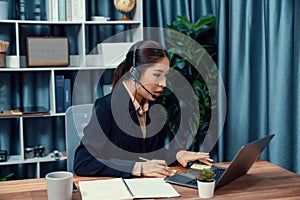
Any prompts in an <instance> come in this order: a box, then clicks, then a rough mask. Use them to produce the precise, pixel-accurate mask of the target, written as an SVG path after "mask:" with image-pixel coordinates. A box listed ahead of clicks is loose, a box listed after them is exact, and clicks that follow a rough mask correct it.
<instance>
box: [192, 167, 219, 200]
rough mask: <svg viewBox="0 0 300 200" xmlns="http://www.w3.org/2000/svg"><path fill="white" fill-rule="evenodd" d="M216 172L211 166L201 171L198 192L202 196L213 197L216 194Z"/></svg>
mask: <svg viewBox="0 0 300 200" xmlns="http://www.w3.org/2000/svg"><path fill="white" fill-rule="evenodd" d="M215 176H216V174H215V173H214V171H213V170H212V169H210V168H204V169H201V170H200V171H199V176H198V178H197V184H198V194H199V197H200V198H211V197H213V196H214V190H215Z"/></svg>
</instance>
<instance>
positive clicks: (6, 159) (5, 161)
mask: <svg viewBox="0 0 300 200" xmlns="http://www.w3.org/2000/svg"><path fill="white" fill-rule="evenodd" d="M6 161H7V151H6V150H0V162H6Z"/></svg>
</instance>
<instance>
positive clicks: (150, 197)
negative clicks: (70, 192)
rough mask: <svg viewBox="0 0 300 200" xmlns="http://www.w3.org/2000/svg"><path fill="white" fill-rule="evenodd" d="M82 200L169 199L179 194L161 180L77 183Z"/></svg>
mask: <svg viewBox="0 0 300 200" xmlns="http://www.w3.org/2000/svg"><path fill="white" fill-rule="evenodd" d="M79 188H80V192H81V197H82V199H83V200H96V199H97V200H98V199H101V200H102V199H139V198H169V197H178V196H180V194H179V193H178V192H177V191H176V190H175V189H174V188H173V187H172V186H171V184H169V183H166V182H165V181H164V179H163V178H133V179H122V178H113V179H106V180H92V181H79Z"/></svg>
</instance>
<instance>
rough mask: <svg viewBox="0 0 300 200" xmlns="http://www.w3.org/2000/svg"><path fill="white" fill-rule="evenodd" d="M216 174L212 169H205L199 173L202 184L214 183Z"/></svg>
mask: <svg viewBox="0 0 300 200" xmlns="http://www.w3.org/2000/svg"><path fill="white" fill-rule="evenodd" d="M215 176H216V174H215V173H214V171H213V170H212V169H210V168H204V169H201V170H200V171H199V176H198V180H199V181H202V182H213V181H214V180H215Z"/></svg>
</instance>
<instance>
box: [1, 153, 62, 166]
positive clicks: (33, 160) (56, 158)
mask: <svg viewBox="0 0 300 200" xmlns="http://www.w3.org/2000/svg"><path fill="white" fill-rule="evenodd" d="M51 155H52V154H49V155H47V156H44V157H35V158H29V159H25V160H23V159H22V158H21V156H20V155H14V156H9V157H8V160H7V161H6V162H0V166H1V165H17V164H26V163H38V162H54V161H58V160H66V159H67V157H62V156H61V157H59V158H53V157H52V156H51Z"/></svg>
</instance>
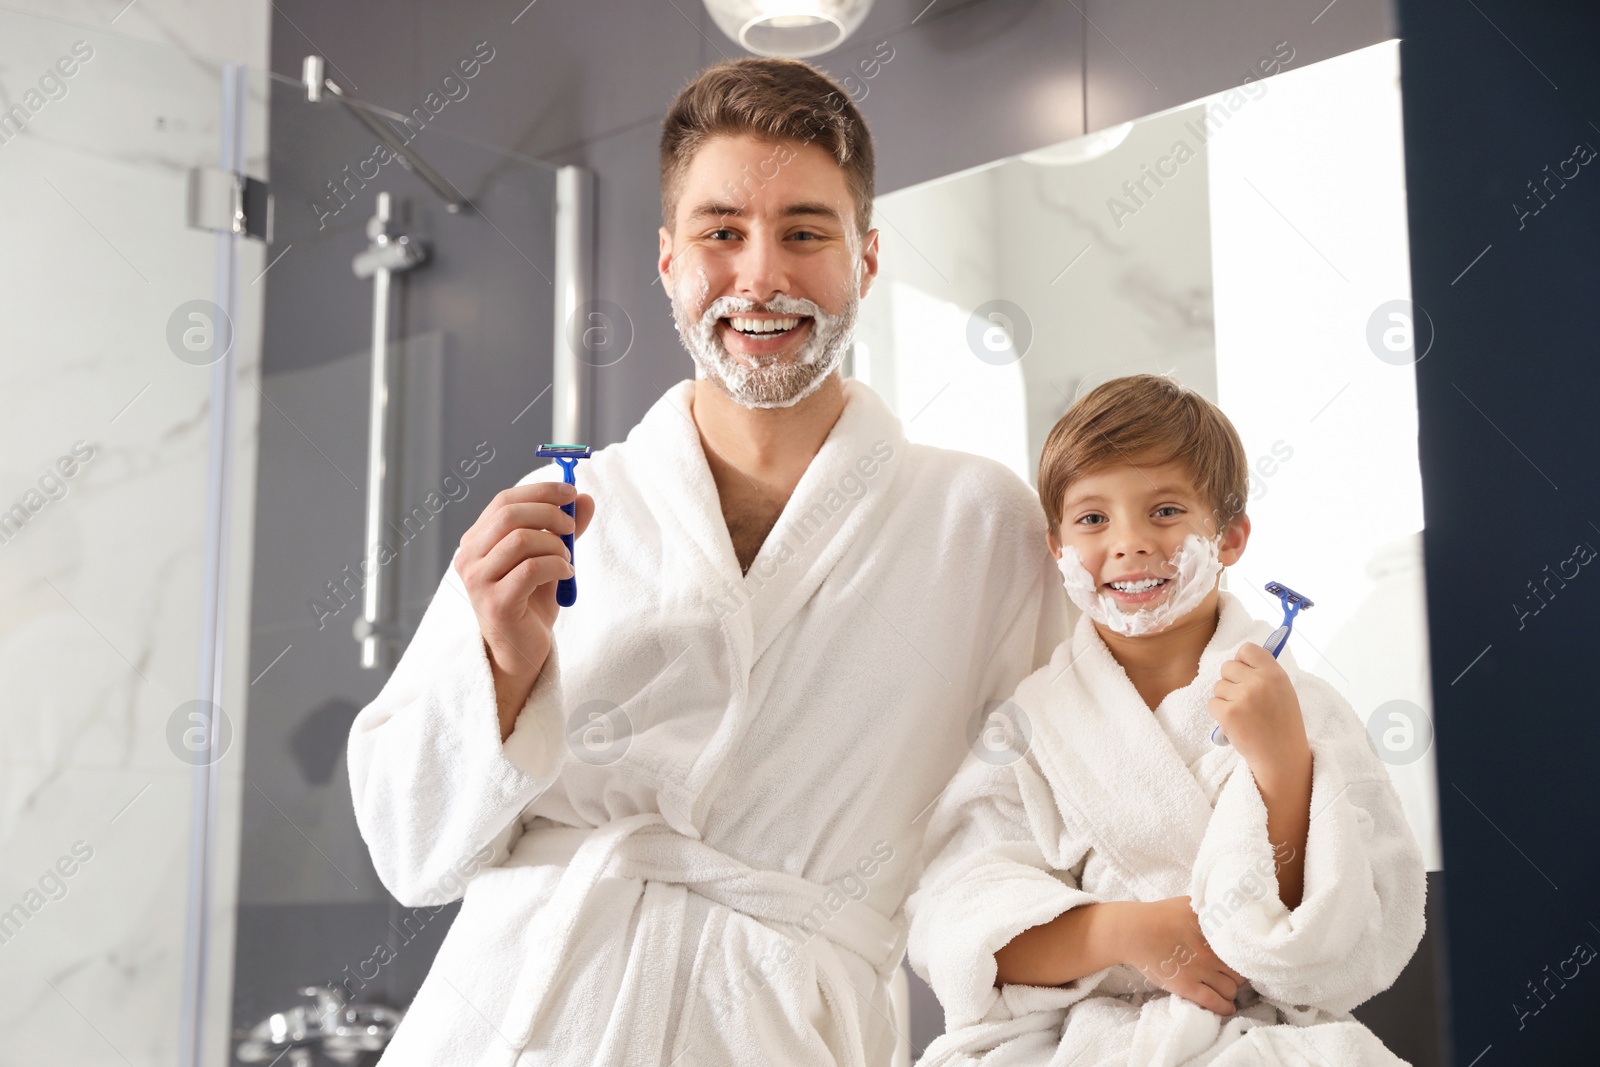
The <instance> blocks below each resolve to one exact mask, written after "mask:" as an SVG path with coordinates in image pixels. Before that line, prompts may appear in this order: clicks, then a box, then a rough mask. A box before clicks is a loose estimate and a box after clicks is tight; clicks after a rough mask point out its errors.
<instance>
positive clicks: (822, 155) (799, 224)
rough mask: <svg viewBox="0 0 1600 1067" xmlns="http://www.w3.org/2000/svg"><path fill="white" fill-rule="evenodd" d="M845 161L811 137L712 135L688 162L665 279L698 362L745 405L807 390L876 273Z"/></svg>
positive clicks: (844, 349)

——

** Exercise directions **
Your answer must be the full listing, reproduced word for word, without its pictures.

** Expected answer **
Any prompts in an <instance> come in this order: a box, then clicks, then a rough mask. Use them to produce the precise, pixel-accurate mask of the target, written as an SVG path after "mask:" with image-pixel coordinates. A box listed ahead of clicks is loose, a box listed after them is exact, and clicks that follow a rough mask correct it.
<instance>
box: [192, 167, 219, 200]
rough mask: <svg viewBox="0 0 300 200" xmlns="http://www.w3.org/2000/svg"><path fill="white" fill-rule="evenodd" d="M216 172L211 166L201 171L198 192L202 196L213 197L216 194Z"/></svg>
mask: <svg viewBox="0 0 300 200" xmlns="http://www.w3.org/2000/svg"><path fill="white" fill-rule="evenodd" d="M215 176H216V174H215V173H214V171H213V170H212V169H210V168H204V169H201V170H200V171H199V176H198V178H197V184H198V194H199V197H200V198H211V197H213V196H214V190H215Z"/></svg>
</instance>
<instance>
positive clicks: (6, 159) (5, 161)
mask: <svg viewBox="0 0 300 200" xmlns="http://www.w3.org/2000/svg"><path fill="white" fill-rule="evenodd" d="M6 161H7V151H6V150H0V162H6Z"/></svg>
</instance>
<instance>
positive clicks: (150, 197)
negative clicks: (70, 192)
rough mask: <svg viewBox="0 0 300 200" xmlns="http://www.w3.org/2000/svg"><path fill="white" fill-rule="evenodd" d="M82 200L169 199L179 194L161 180L77 183Z"/></svg>
mask: <svg viewBox="0 0 300 200" xmlns="http://www.w3.org/2000/svg"><path fill="white" fill-rule="evenodd" d="M79 188H80V192H81V197H82V199H83V200H96V199H97V200H98V199H101V200H102V199H139V198H169V197H178V196H180V194H179V193H178V192H177V191H176V190H175V189H174V188H173V187H172V186H171V184H169V183H166V182H165V181H164V179H163V178H133V179H122V178H113V179H106V180H92V181H79Z"/></svg>
</instance>
<instance>
rough mask: <svg viewBox="0 0 300 200" xmlns="http://www.w3.org/2000/svg"><path fill="white" fill-rule="evenodd" d="M216 174L212 169H205L199 173L202 184L214 183Z"/></svg>
mask: <svg viewBox="0 0 300 200" xmlns="http://www.w3.org/2000/svg"><path fill="white" fill-rule="evenodd" d="M215 176H216V174H215V173H214V171H213V170H212V169H210V168H204V169H201V170H200V171H199V176H198V180H199V181H202V182H213V181H214V180H215Z"/></svg>
</instance>
<instance>
box: [1, 153, 62, 166]
positive clicks: (33, 160) (56, 158)
mask: <svg viewBox="0 0 300 200" xmlns="http://www.w3.org/2000/svg"><path fill="white" fill-rule="evenodd" d="M51 155H52V154H49V155H47V156H44V157H35V158H29V159H25V160H23V159H22V158H21V156H20V155H14V156H9V157H8V160H7V161H6V162H0V166H1V165H17V164H26V163H38V162H54V161H58V160H66V159H67V157H62V156H61V157H59V158H53V157H52V156H51Z"/></svg>
</instance>
The <instance> blocks below each resolve to one exact mask, written after "mask:" as an SVG path with coordinates in image pixels. Before that line, prompts may appear in this order: clicks, then a box, then a rough mask. A box before clicks is a loose estimate and a box after clicks is tight; clicks after a rough mask point out its errors.
<instance>
positive clicks: (822, 155) (799, 224)
rough mask: <svg viewBox="0 0 1600 1067" xmlns="http://www.w3.org/2000/svg"><path fill="white" fill-rule="evenodd" d="M845 161L811 137L712 135L688 162L665 279L698 362L745 405L807 390L876 273Z"/></svg>
positive clicks: (844, 349)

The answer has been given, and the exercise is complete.